**What to work on**
Output a character-exact copy of the data, images removed.

**Listed records**
Start of Block

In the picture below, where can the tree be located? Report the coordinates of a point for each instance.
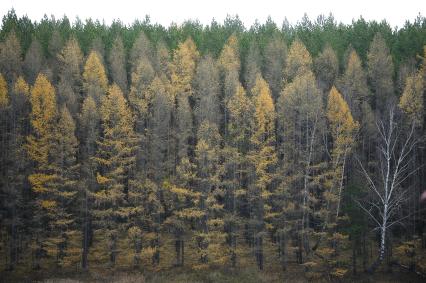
(64, 190)
(89, 131)
(326, 68)
(354, 86)
(275, 64)
(252, 66)
(116, 159)
(411, 101)
(141, 48)
(210, 236)
(342, 129)
(388, 190)
(299, 123)
(70, 65)
(14, 163)
(117, 63)
(380, 72)
(10, 58)
(236, 163)
(34, 61)
(299, 60)
(95, 82)
(206, 94)
(264, 159)
(229, 64)
(39, 145)
(182, 68)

End of Block

**Exercise response**
In the picture below, where can the tree be located? Report the coordinates of a point for each instance.
(64, 190)
(89, 131)
(326, 68)
(354, 86)
(275, 64)
(252, 66)
(116, 159)
(411, 101)
(141, 48)
(210, 236)
(342, 129)
(388, 190)
(299, 123)
(70, 65)
(14, 163)
(117, 63)
(380, 72)
(10, 58)
(236, 163)
(34, 61)
(299, 60)
(95, 82)
(206, 94)
(264, 159)
(229, 64)
(39, 145)
(182, 68)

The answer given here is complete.